* [SOAL]:
Jawablah pertanyaan berikut dari berita tentang pencabutan PSBB di Surabaya Raya:
1. Kapan Surabaya Raya resmi mencabut status PSBB?
2. Berapa lama masa transisi menuju kenormalan baru?
3. Apa yang diajak untuk diperkuat oleh Wali Kota Surabaya demi menjaga diri dan tetangga?

* [TEKS YANG DIBERIKAN]:
Sukses

Agar Kenormalan Baru Tak Jadi Bumerang di Daerah

Beberapa daerah di Indonesia telah menghentikan kebijakan PSBB, meski grafik penambahan jumlah kasus positif virus corona (Covid-19) belum ada tanda-tanda melandai.

Liputan6.com, Jakarta - Beberapa daerah di Indonesia telah menghentikan kebijakan Pembatasan Sosial Berskala Besar (PSBB), meski grafik penambahan jumlah kasus positif virus corona (Covid-19) belum ada tanda-tanda melandai.

Terbaru, Surabaya Raya, per Senin tengah malam (8/6/2020), wilayah itu secara resmi mencabut status PSBB dan masuk ke masa transisi menuju kenormalan baru selama 14 hari.

Wali Kota Surabaya Tri Rismaharini hanya bisa mewanti-wanti, penghentian PSBB bukan berarti Surabaya Raya sudah terbebas dari Covid-19. Butuh kedisiplinan kuat menerapkan protocol kesehatan untuk bisa tetap menggerakkan laju perekonomian di tengah pandemi.

"Kita harus selalu disiplin, tolong ini diperhatikan. Saya sudah membuat protokol kesehatan untuk semua tempat, tolong diikuti dan dipatuhi. Ayo kita perkuat Kampung Wani Jogo Suroboyo untuk menjaga diri kita dan tetangga kita," ujarnya beberapa waktu lalu.

Ia juga memastikan setelah PSBB ini tidak diperpanjang dan memasuki normal baru, SOP atau aturan protokol kesehatannya lebih detail di setiap bidangnya.

Dia menuturkan, semua ini memang terkesan berat, tapi kalau ini tidak dibiasakan, maka warga tidak bisa kerja dan tidak bisa cari makan.

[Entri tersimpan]
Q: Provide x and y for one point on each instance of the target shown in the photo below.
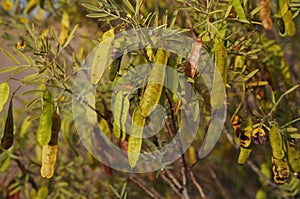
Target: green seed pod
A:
(243, 155)
(8, 137)
(289, 24)
(218, 92)
(121, 109)
(276, 142)
(49, 156)
(135, 139)
(293, 157)
(281, 170)
(4, 94)
(154, 88)
(45, 127)
(245, 138)
(113, 68)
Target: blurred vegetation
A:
(49, 40)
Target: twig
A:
(31, 180)
(184, 177)
(142, 184)
(172, 185)
(197, 185)
(216, 179)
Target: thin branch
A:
(169, 182)
(184, 177)
(219, 184)
(142, 184)
(197, 185)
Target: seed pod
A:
(218, 92)
(101, 56)
(49, 151)
(289, 24)
(264, 14)
(154, 88)
(49, 155)
(135, 138)
(192, 155)
(239, 62)
(113, 68)
(281, 170)
(8, 137)
(281, 26)
(258, 136)
(276, 142)
(45, 127)
(193, 59)
(293, 157)
(56, 124)
(121, 109)
(245, 138)
(236, 123)
(4, 94)
(243, 155)
(221, 59)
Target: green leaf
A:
(247, 77)
(156, 80)
(71, 36)
(228, 10)
(31, 4)
(135, 139)
(102, 57)
(121, 109)
(22, 55)
(9, 69)
(239, 9)
(173, 20)
(97, 15)
(5, 164)
(4, 94)
(8, 54)
(35, 91)
(243, 155)
(128, 5)
(8, 137)
(91, 7)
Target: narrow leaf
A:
(4, 94)
(135, 139)
(8, 137)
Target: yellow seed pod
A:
(259, 136)
(156, 80)
(239, 62)
(243, 155)
(135, 139)
(276, 142)
(49, 155)
(245, 139)
(221, 58)
(289, 23)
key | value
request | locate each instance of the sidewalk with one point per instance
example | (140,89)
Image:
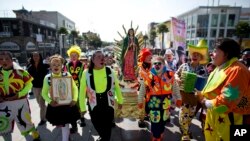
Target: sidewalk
(126,130)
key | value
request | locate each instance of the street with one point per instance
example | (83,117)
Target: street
(126,129)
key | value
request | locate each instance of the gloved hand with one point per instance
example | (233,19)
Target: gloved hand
(178,103)
(140,105)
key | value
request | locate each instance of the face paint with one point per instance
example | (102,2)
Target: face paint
(158,66)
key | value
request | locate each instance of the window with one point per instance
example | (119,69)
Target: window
(6,28)
(231,20)
(194,21)
(214,21)
(192,34)
(222,20)
(230,32)
(202,32)
(188,34)
(213,33)
(221,33)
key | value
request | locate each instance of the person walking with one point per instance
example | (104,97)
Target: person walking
(75,68)
(144,65)
(15,83)
(60,113)
(160,87)
(186,76)
(101,86)
(227,92)
(37,69)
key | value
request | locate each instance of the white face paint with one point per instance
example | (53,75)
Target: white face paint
(158,66)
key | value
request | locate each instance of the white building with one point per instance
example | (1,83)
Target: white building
(210,22)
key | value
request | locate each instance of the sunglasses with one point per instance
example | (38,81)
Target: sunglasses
(157,63)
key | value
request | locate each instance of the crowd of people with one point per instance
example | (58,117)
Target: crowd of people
(218,84)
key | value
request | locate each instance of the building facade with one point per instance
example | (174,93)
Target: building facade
(210,22)
(33,31)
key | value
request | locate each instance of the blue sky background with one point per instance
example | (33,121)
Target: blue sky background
(106,17)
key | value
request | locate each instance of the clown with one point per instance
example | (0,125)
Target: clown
(144,65)
(170,61)
(75,68)
(159,86)
(199,56)
(227,92)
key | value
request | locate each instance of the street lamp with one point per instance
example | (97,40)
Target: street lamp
(62,46)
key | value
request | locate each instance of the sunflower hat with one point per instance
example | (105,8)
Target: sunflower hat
(75,49)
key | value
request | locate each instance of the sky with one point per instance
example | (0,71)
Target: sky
(106,17)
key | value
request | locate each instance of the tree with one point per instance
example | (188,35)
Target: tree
(74,35)
(162,28)
(152,37)
(145,38)
(242,30)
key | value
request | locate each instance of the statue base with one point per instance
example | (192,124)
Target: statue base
(129,107)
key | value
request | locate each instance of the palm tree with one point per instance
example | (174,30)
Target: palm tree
(242,30)
(162,28)
(145,38)
(62,31)
(74,35)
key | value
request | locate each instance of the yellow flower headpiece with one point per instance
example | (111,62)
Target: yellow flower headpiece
(75,49)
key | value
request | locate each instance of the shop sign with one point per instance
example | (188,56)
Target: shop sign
(46,45)
(9,46)
(30,46)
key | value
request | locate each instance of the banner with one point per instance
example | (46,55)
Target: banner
(179,33)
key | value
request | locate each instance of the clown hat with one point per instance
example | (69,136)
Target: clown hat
(200,48)
(75,49)
(169,51)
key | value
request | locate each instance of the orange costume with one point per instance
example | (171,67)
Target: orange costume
(227,89)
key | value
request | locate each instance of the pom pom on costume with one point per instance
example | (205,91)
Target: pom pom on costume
(75,49)
(143,54)
(200,48)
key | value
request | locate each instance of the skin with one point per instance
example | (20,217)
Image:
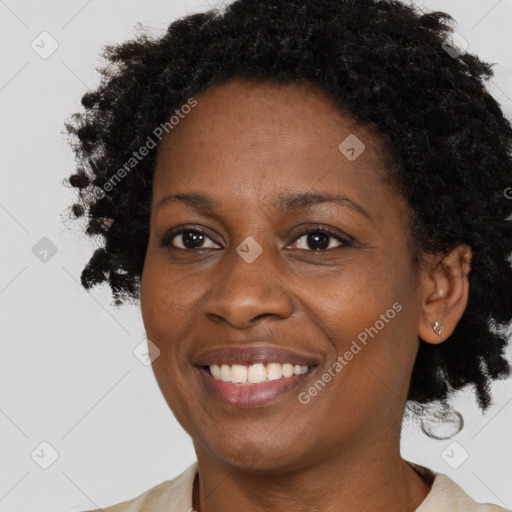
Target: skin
(244,145)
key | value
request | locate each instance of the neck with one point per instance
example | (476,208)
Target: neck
(355,480)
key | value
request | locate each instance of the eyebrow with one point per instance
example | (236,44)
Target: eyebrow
(293,201)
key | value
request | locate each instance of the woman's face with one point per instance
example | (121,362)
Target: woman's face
(253,168)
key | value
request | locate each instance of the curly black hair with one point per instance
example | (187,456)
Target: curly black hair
(393,68)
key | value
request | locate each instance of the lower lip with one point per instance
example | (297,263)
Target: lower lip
(252,395)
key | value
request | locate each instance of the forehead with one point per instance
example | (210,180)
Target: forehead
(245,136)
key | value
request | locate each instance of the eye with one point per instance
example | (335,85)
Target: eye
(188,239)
(319,240)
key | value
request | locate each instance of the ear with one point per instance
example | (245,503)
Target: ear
(445,289)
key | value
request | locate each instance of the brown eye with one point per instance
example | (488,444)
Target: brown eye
(318,240)
(189,239)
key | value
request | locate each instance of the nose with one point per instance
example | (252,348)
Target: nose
(246,292)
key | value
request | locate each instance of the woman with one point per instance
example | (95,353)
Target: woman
(308,199)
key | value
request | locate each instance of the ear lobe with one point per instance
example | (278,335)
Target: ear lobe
(445,293)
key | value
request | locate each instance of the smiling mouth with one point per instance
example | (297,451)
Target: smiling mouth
(255,373)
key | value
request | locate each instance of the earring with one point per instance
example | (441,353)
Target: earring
(438,328)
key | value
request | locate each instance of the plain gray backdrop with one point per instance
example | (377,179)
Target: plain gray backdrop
(73,396)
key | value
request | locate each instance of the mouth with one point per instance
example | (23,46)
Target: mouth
(254,376)
(255,373)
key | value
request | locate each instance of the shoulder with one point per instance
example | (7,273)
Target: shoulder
(446,496)
(168,495)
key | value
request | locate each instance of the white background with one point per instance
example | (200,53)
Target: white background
(68,375)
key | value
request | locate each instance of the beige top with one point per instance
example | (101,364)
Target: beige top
(176,496)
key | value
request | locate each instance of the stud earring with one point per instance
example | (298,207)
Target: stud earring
(438,328)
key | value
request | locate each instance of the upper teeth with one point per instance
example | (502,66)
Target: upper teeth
(255,373)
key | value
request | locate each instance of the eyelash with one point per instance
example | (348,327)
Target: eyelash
(166,241)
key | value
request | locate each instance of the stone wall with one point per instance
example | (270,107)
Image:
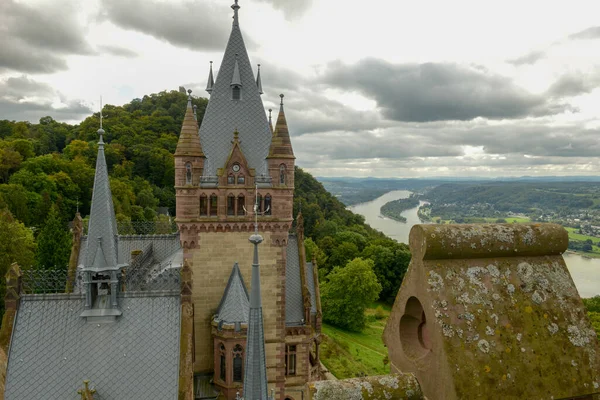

* [JAWABAN]:
1. Per Senin tengah malam (8/6/2020).
2. Selama 14 hari.
3. Kampung Wani Jogo Suroboyo.